** Start GIVEN RECORDS **

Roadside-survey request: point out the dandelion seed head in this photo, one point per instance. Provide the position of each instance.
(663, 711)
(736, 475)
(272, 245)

** End GIVEN RECORDS **
** Start GIVEN RECORDS **

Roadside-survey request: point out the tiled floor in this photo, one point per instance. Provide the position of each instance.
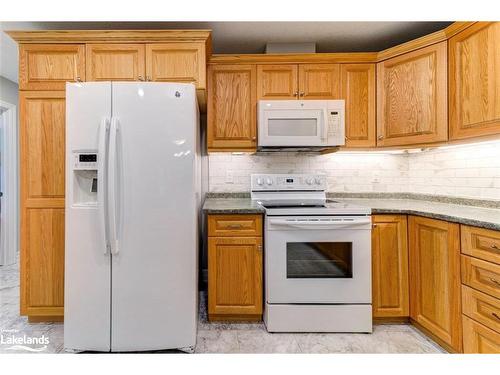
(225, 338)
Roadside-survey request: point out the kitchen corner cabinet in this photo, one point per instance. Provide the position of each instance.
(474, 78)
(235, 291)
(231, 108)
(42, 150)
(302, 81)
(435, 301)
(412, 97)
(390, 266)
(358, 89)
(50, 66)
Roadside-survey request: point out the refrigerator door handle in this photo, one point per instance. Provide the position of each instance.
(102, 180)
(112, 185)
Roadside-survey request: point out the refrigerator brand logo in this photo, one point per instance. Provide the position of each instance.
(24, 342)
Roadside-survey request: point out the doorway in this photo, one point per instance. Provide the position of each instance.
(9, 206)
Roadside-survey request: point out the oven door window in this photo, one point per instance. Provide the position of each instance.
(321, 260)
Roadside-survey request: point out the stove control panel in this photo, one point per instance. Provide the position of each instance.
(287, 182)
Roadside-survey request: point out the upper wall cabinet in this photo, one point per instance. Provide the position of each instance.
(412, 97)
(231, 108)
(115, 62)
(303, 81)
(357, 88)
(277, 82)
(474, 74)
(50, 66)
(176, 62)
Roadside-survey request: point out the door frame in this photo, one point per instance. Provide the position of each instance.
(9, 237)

** End GIVEN RECORDS **
** Start GIVEN RECORDS **

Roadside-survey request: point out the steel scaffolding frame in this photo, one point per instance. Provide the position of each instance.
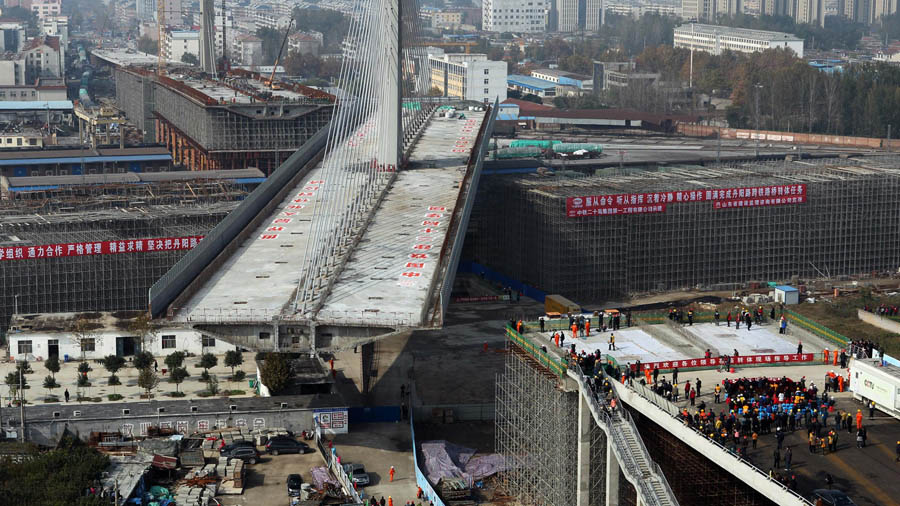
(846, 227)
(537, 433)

** End GIVEN RECORDS **

--- SET EXERCISE ---
From the entries above, pull out every line that contains the word "cabinet" and copy each one in full.

--- TASK RESULT ---
Roadside-survey request: point out the kitchen corner cabinet in this photo, one point per instance. Provide the position of each instance.
Roadside-survey request: point out the upper wall cabinet in this photo, one point per instance. Provide the position of each instance.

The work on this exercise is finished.